The first speech recognizer appeared in 1952 and consisted of a device for the recognition of single spoken digits.There are many domains for the commercial application of speech recognition for example:

  • Health care – for converting voice-recorded reports as dictated by physicians and/or other healthcare professionals, into text format; medical analysis of voice problems.
  • Military - speech recognizers have been operated successfully in fighter aircraft, with applications including: setting radio frequencies, commanding an autopilot system, setting steer-point coordinates and weapons release parameters, and controlling flight displays.
  • Telephony - speech recognition is used mostly as a part of the user interface, for creating pre-defined or custom speech commands.

Scientists have attempted to simulate human speech since the late 1700s, when Wolfgang von Kempelen built a “speaking machine”. By the 1970s digital computing enabled the first generation of modern teach-to-speech systems with fairly wide use.
Speech synthesis is now an assistive technology tool which use is significant and widespread. The use of it includes delivery of up-to-the-minute news, reading machines for handicapped, automotive voice controls and retrieving email over the phone – or any systems where the vocabulary is large, the content changes frequently or unpredictable, and a visual display isn’t practical.
Speech synthesis techniques are also used in entertainment productions such as games and animations.

__RECORDED INFORMATION__:
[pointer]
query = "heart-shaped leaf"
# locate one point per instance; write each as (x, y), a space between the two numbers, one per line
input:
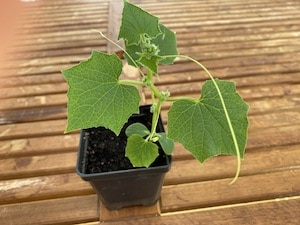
(201, 125)
(95, 96)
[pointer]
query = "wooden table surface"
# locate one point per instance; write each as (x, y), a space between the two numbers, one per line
(253, 43)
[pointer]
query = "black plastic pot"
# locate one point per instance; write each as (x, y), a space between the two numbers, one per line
(136, 186)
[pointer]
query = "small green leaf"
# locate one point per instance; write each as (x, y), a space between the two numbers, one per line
(167, 144)
(140, 152)
(137, 128)
(135, 22)
(201, 125)
(95, 96)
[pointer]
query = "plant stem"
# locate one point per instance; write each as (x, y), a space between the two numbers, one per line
(129, 56)
(150, 80)
(155, 118)
(132, 82)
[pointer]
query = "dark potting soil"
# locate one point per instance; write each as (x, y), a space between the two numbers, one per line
(106, 151)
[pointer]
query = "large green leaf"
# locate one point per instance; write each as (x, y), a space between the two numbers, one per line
(95, 96)
(201, 125)
(136, 21)
(140, 151)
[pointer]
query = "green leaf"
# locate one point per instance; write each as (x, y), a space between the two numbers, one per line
(201, 125)
(135, 22)
(137, 128)
(167, 144)
(95, 96)
(140, 152)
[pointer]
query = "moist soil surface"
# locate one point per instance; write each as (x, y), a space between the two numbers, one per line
(106, 151)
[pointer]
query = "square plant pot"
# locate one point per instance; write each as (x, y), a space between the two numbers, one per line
(117, 183)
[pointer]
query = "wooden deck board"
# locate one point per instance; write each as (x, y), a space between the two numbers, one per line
(255, 44)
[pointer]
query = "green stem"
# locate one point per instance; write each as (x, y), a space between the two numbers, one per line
(150, 80)
(225, 111)
(174, 99)
(155, 118)
(129, 56)
(132, 82)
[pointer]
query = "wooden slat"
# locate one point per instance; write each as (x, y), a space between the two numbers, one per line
(54, 211)
(218, 192)
(276, 212)
(37, 165)
(43, 188)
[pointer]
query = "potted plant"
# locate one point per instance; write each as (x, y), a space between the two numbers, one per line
(107, 108)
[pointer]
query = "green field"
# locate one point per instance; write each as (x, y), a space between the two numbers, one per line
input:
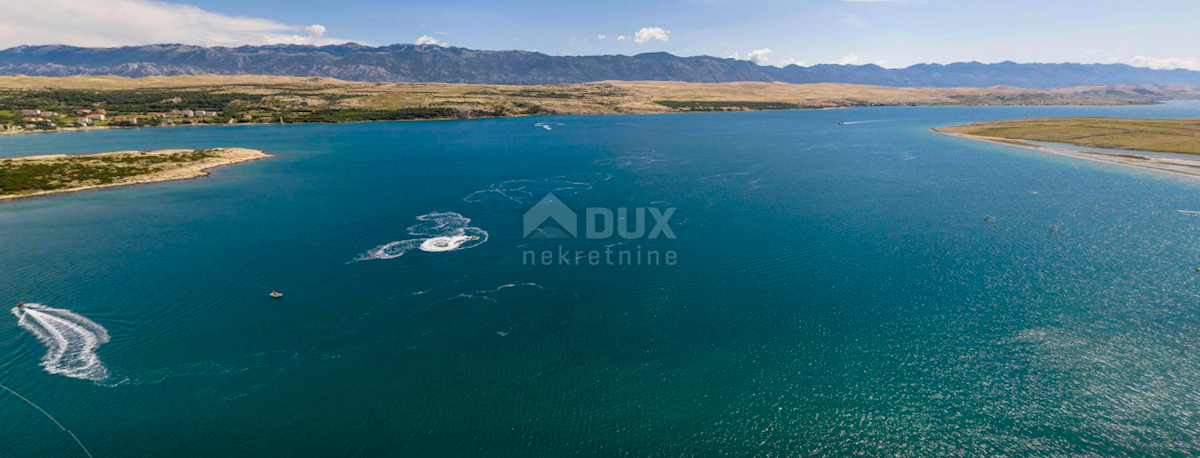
(1117, 133)
(23, 176)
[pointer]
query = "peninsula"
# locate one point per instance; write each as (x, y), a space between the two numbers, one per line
(40, 175)
(52, 104)
(1145, 139)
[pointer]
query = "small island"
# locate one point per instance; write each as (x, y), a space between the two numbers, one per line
(40, 175)
(1072, 136)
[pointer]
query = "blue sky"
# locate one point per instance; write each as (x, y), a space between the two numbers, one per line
(1151, 32)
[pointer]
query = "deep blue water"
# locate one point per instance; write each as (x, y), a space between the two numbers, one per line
(838, 291)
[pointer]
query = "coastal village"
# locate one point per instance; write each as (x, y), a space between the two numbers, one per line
(34, 119)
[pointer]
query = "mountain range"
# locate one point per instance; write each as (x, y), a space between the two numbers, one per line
(436, 64)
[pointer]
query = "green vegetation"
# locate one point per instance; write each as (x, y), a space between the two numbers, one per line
(733, 106)
(352, 115)
(21, 176)
(125, 101)
(1143, 134)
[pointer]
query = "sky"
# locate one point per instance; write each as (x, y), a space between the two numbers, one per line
(1159, 34)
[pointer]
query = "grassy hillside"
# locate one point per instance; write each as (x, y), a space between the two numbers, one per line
(157, 101)
(1144, 134)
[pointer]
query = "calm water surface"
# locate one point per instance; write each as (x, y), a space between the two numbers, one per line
(838, 291)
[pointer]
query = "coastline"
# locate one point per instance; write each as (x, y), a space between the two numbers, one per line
(1189, 168)
(227, 156)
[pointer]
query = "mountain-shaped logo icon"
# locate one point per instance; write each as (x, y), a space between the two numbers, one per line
(551, 208)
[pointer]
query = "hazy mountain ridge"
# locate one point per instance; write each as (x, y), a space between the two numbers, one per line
(433, 64)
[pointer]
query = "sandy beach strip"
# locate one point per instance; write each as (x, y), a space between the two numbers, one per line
(167, 172)
(1140, 160)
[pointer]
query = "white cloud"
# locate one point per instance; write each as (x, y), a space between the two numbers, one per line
(429, 40)
(1167, 62)
(853, 20)
(759, 55)
(113, 23)
(648, 34)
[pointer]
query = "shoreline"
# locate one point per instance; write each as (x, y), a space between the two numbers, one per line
(89, 128)
(1135, 158)
(228, 156)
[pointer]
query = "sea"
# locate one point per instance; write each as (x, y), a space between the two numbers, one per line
(816, 289)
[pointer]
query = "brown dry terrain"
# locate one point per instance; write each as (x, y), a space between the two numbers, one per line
(1117, 133)
(309, 94)
(39, 175)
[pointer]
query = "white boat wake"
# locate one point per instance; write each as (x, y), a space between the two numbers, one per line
(439, 233)
(71, 341)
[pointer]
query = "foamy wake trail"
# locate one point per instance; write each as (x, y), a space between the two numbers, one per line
(71, 341)
(437, 233)
(526, 192)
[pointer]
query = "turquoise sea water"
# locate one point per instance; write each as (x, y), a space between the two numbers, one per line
(838, 291)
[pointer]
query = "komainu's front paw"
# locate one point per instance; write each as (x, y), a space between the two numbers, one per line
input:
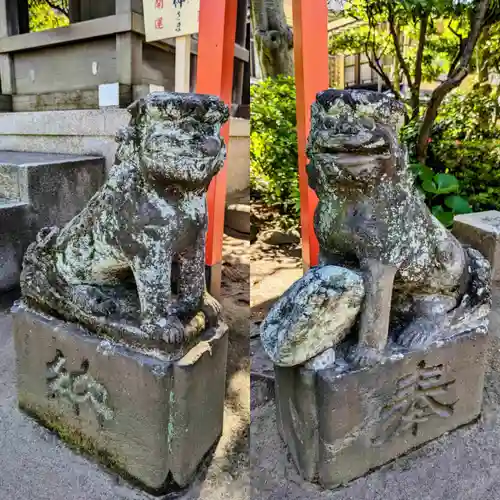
(211, 309)
(417, 335)
(363, 356)
(170, 330)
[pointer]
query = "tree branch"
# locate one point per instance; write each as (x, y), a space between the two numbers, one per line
(455, 78)
(397, 46)
(377, 67)
(415, 88)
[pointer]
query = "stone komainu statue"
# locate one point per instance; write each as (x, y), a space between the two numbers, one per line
(389, 271)
(110, 268)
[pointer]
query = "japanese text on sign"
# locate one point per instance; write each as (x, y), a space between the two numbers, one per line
(170, 18)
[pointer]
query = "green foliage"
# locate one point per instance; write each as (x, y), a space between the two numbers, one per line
(44, 17)
(441, 43)
(440, 191)
(464, 147)
(273, 145)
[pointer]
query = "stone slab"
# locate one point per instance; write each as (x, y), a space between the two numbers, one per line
(151, 419)
(481, 230)
(38, 190)
(338, 427)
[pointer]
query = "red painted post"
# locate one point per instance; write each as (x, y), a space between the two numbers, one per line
(310, 26)
(215, 76)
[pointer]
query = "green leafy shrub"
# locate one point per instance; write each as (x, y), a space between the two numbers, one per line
(273, 145)
(440, 191)
(465, 144)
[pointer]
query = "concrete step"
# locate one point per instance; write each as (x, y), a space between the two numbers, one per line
(14, 223)
(39, 190)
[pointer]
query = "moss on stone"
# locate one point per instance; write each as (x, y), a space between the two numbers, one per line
(87, 446)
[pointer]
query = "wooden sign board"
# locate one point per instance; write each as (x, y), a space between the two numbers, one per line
(170, 18)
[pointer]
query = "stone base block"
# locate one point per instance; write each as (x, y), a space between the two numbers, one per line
(339, 426)
(149, 418)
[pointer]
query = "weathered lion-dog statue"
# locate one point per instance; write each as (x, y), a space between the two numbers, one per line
(110, 268)
(388, 270)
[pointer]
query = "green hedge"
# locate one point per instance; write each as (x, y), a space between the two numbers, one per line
(465, 143)
(273, 145)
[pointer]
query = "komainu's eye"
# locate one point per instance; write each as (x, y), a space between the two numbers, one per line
(367, 122)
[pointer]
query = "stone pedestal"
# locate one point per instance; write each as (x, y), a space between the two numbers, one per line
(339, 426)
(147, 417)
(481, 230)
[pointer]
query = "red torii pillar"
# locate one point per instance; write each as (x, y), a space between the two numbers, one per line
(310, 25)
(217, 33)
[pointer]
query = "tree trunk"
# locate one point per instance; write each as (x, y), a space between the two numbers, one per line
(483, 57)
(273, 37)
(455, 78)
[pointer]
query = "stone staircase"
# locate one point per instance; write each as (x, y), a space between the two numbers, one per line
(38, 190)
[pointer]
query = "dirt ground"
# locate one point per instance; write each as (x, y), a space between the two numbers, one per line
(35, 464)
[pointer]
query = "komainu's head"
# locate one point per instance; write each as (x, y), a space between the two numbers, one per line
(354, 138)
(175, 138)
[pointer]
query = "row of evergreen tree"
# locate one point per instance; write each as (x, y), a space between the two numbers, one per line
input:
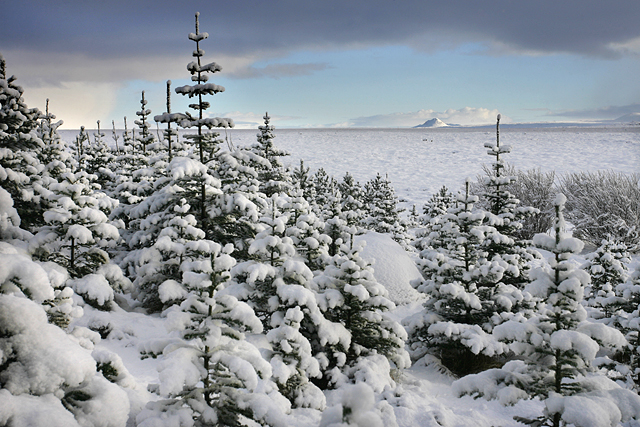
(228, 242)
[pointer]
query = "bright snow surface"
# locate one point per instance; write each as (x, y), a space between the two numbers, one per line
(418, 162)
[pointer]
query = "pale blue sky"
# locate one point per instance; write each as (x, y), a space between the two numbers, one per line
(371, 64)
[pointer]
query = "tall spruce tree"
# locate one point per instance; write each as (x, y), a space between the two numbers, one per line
(19, 145)
(205, 142)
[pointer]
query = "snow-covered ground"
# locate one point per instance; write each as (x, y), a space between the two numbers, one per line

__WHAT TO WORK ON__: Please summarize the text on speech recognition and synthesis in two sentences.

__WRITTEN SOLUTION__: Speech recognition dates to a 1952 device that recognized single spoken digits, and it now has commercial uses in health care, the military and telephony. Attempts to simulate human speech go back to Wolfgang von Kempelen's "speaking machine" in the late 1700s, and speech synthesis is now a widespread assistive technology used for news delivery, reading machines for the handicapped, automotive voice controls, retrieving email over the phone, and entertainment such as games and animations.